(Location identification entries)
_ _ _ _ _
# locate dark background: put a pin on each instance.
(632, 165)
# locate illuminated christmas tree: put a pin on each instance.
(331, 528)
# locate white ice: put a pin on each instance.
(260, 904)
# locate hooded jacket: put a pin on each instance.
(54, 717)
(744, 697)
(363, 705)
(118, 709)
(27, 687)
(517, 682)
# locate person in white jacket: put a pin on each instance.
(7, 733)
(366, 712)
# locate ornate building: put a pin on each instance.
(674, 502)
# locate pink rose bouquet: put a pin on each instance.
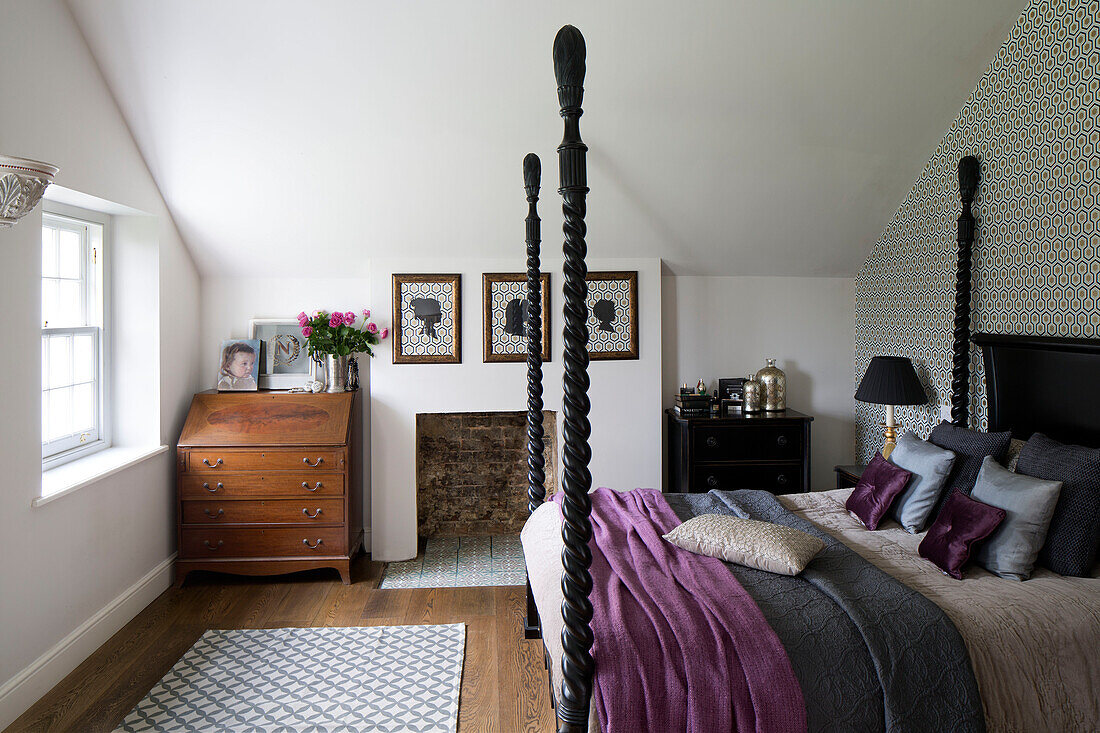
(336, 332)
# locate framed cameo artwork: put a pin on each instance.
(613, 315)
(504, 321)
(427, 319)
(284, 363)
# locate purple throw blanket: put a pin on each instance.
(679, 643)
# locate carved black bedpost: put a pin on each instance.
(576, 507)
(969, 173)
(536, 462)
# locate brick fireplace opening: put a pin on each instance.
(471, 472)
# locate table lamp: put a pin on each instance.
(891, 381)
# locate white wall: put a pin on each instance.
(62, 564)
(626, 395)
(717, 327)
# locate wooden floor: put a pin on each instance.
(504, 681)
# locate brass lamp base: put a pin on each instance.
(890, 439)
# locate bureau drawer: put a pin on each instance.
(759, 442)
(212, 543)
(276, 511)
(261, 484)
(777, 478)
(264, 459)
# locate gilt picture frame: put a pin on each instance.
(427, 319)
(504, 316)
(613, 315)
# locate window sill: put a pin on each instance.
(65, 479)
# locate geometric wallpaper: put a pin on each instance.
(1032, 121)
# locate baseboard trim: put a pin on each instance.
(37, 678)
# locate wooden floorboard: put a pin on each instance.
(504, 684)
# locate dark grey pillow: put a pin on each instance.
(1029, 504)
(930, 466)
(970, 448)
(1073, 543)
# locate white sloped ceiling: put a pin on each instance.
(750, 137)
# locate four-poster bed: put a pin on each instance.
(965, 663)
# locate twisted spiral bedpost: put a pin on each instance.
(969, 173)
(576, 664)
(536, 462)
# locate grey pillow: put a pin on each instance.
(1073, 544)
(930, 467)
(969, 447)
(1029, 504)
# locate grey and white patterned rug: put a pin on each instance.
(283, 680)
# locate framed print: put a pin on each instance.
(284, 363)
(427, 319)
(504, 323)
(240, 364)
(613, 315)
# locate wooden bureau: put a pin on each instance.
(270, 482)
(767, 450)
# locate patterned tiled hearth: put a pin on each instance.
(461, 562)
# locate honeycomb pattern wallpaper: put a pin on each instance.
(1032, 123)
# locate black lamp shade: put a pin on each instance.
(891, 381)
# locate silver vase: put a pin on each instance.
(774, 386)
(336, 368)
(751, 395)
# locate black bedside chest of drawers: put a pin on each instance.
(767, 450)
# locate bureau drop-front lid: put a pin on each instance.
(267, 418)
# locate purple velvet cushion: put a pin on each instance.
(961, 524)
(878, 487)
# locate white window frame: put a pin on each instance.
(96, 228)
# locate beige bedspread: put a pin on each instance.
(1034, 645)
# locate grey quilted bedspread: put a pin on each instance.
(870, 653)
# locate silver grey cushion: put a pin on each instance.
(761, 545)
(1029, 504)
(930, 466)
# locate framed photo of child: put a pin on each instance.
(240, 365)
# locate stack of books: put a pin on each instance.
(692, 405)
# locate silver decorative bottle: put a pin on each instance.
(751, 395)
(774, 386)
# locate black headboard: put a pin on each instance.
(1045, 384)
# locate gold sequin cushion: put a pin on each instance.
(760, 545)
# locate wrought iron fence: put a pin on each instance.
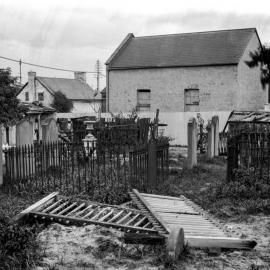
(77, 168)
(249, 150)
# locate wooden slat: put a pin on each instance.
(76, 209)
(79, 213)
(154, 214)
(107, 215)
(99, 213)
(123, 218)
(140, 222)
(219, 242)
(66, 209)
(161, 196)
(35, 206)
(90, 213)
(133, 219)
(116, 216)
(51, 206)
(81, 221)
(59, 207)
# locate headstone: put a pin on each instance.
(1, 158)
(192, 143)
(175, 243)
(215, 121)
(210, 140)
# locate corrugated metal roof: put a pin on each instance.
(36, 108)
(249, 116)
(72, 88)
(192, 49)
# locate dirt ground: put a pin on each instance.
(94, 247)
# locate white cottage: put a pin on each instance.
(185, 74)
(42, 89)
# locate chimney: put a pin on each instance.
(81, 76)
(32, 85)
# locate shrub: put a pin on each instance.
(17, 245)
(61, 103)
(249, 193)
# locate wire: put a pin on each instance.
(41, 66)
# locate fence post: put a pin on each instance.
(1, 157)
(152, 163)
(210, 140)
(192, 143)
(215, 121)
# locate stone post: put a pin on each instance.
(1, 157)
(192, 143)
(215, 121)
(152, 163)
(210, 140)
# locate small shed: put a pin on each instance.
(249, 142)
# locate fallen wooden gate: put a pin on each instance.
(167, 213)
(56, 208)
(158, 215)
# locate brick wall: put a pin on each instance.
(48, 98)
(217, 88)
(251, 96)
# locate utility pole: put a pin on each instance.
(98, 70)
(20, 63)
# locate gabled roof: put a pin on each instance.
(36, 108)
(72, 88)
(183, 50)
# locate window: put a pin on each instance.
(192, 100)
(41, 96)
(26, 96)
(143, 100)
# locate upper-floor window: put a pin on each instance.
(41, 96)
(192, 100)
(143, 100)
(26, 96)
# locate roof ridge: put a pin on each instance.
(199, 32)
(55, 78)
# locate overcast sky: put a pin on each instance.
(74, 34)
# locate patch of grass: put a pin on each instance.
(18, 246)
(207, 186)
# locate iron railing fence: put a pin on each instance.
_ _ _ _ _
REQUIRED TASK - Exactly as written, give again every line from the one containing "# locate small" through the last line of the material above, and no other lines.

TASK OUTPUT -
# locate small shed: put a pin on each instance.
(249, 142)
# locate fallen wooden gate: put a pin on each instance.
(167, 213)
(56, 208)
(158, 215)
# locate brick wall: put a pin on each instance.
(48, 98)
(217, 88)
(251, 96)
# locate utility pole: put a pin on each instance.
(98, 70)
(20, 63)
# locate gabled roof: put a pin on each instance.
(36, 108)
(72, 88)
(183, 50)
# locate window: put a pin on each instance.
(192, 100)
(41, 96)
(26, 96)
(143, 100)
# locate upper-floor window: put a pin on each instance.
(41, 96)
(192, 100)
(143, 100)
(26, 96)
# locate roof ridge: put a pin on each instance.
(199, 32)
(55, 78)
# locate overcast sky: put a pin on each instance.
(74, 34)
# locate patch of grass: put a pin on each instance.
(18, 246)
(207, 186)
# locate iron railing fence: put a pin on each instance.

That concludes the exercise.